Culinary Arts 2.07 - Calor! Ias?

Enquanto um dilúvio impregnava a sala de refeições de um cinzento azulado capaz de abalar o mais entusiasmado dos convivas,


e Lisboa aprovisionava água nos improváveis mas provados reservatórios viários que começaram a aparecer neste Outono, prenhe de chuvadas estatisticamente extemporâneas,


dois coros preparavam-se para reproduzir, na sala, o milagre de equilíbrio polifónico prestes a ser reconhecido, na fria Paris, como património imaterial da humanidade.

Mãos seguras, atenção precisa, várias preparações em simultâneo, na cozinha.

Mãos cada vez mais seguras, responsabilidades cada vez mais desenvoltas, na sala.

Um verdadeiro mistério de fé, as marcações esgotadas para uma carta propositadamente avara nas explicações, provocatória como é tom.

Shaken pela chuva, nada como um aperitivo para apaziguar.


Farinha de castanha na preparação do brioche, a acamar ainda a lembrança do Natal passado, um lacrimal pedaço de foie, tão cedo partido desta vida descontente... Salada de funcho, contrabalançando.


Diospiros/suspiros na salada, frutos que concentram duas ou três memórias de outros frutos a criar um nariz vinícola: aromas de fruta no olhar, na boca, o mar de um atum dos Açores, propositadamente cozinhado até ao equilíbrio - deixando o braseado para outros mares.

□ □ □

As suas tarefas:
1) Responda a estas perguntas com base no texto da página.
(a) Em que cidade ia ser reconhecido como património imaterial da humanidade o milagre de equilíbrio polifónico?
(b) Que farinha entrou na preparação do brioche?
(c) De onde era o atum?
2) Transcreva do texto da página o trecho que vai de "Mãos cada vez" até "para outros mares.".
As entradas não têm qualquer papel nisto.

Itens de identificação de local
□ □ □

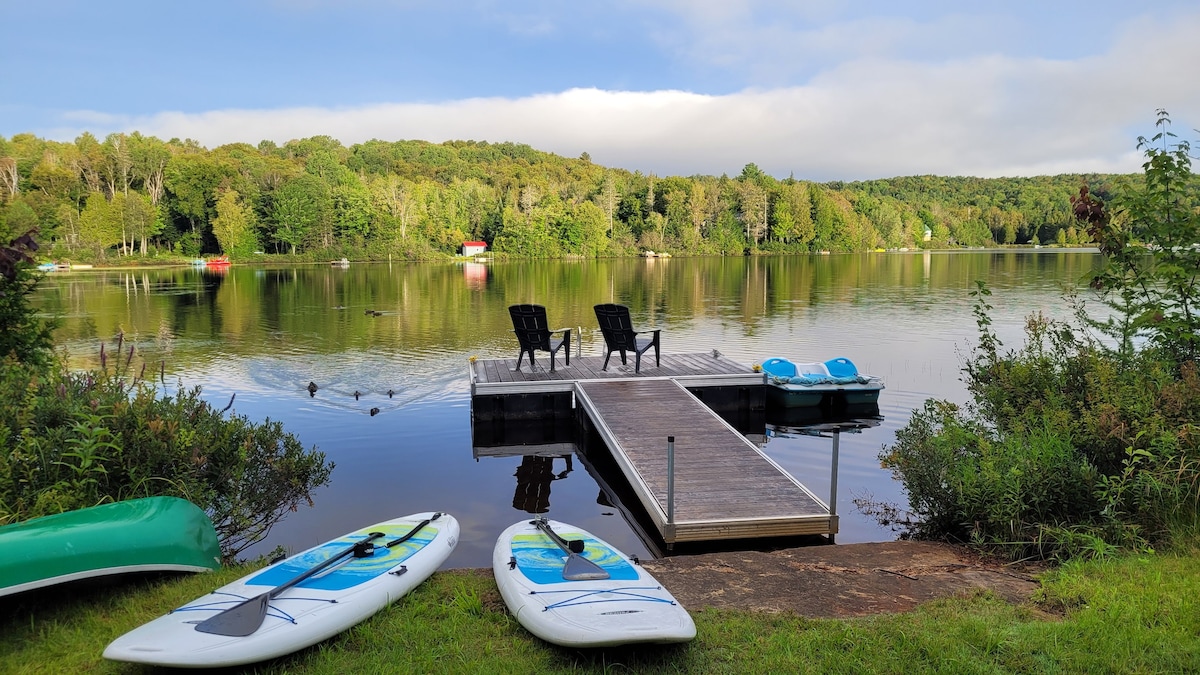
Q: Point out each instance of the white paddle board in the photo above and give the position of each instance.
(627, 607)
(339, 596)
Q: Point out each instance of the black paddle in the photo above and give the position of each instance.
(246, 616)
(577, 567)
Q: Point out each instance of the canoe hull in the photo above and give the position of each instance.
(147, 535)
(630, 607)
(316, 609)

□ □ □

Respostas por tarefa:
1)
(a) Em Paris.
(b) Farinha de castanha.
(c) Dos Açores.

2)
Mãos cada vez mais seguras, responsabilidades cada vez mais desenvoltas, na sala.

Um verdadeiro mistério de fé, as marcações esgotadas para uma carta propositadamente avara nas explicações, provocatória como é tom.

Shaken pela chuva, nada como um aperitivo para apaziguar.


Farinha de castanha na preparação do brioche, a acamar ainda a lembrança do Natal passado, um lacrimal pedaço de foie, tão cedo partido desta vida descontente... Salada de funcho, contrabalançando.


Diospiros/suspiros na salada, frutos que concentram duas ou três memórias de outros frutos a criar um nariz vinícola: aromas de fruta no olhar, na boca, o mar de um atum dos Açores, propositadamente cozinhado até ao equilíbrio - deixando o braseado para outros mares.